▶ Text extract:
# Popcorn popper with crank handle



## where I want to (Oct 28, 2008)

Does anyone have one? Do you like it?


----------



## Mulegirl (Oct 6, 2010)

I've got a Whirly-Pop, and yes, I love it. It's pretty great, especially if you get coconut oil to use as the popping oil. It doesn't need butter then!


----------



## po boy (Jul 12, 2010)

Yes, I found a Whirley-pop at an estate sale for $1.00

Wife loves it


----------



## where I want to (Oct 28, 2008)

Thank you- I'll go ahead and give it a try. I used to microwave popcorn for years but my popper died a sad, left too close to a stove burner death and I can't find a new one I like.


----------



## Kristinemomof3 (Sep 17, 2012)

We used to use one, but I found an air popper to be so much easier, we use that now.


----------



## clarkecrew (Jan 2, 2014)

I just got a Whirlipop for Christmas ($15 or so from Amazon). I love it! I've been using coconut oil too.


----------



## suzyhomemaker09 (Sep 24, 2004)

I use mine for making fantastic kettle corn..but for just plain popcorn I prefer an air popper...very little clean up involved with them.


----------



## where I want to (Oct 28, 2008)

suzyhomemaker09 said:


> I use mine for making fantastic kettle corn..but for just plain popcorn I prefer an air popper...very little clean up involved with them.


I bought an air popper but the result was very tough popcorn. Since all that is involved was putting in the kernels and turning on, I can't think I did anything wrong.


----------



## Horseyrider (Aug 8, 2010)

Call me crazy, but why not just pop in a pan you already own? 

Back in the day, my mother used to do it by putting a tablespoon of lard or oil into the bottom of a two quart pan and dropping in three kernels of good quality popcorn, and putting on the lid. Over medium high heat, soon we'd hear *pop! pop!pop!* and know it was time to dump in the rest of the corn. Then all we had to do it shake it, vent the lid occasionally to keep the corn dry and crispy, and wait until the popping noises were more than two seconds apart. Once that happened, we poured it into a big bowl. Mom used to melt some butter in that pan as it cooled, and drizzle it over the corn, and then salt with plain salt; but I like it without butter, sprinkled with Lawry's seasoned salt.

▶ Goal A: Please rewrite the records from the line containing "Where can the teal" through the end of the records, switching "Target" to "Label" and leaving everything else unchanged.
The popcorn popper thread and the records come from separate sources.

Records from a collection
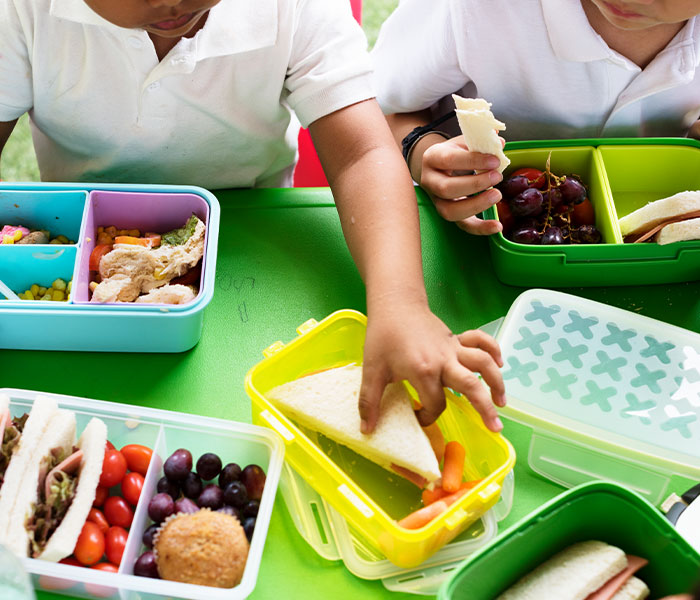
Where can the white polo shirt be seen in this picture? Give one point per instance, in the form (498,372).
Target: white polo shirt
(216,111)
(544,68)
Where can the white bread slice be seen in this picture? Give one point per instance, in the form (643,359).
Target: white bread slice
(649,216)
(480,128)
(40,418)
(634,589)
(327,402)
(572,574)
(92,443)
(60,433)
(678,232)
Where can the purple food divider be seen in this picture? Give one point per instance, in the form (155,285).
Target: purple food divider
(134,210)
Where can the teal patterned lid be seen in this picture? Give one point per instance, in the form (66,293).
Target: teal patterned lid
(604,376)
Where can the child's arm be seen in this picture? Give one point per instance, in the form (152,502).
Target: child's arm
(435,163)
(405,340)
(5,131)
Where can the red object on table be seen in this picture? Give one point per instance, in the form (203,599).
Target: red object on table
(308,172)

▶ Goal B: In the popcorn popper thread, how much did po boy pay for the Whirley-pop found at an estate sale?

▶ Full response A:
Where can the teal patterned lid be seen in this picture? Give one point per instance, in the form (66,293).
Label: teal patterned lid
(604,376)
Where can the child's arm be seen in this picture? Give one point per instance, in the form (152,502).
Label: child's arm
(435,163)
(405,340)
(5,131)
Where can the red object on table be seen in this picture? Give one point per instance, in the form (203,599).
Label: red object on table
(308,172)

▶ Full response B: $1.00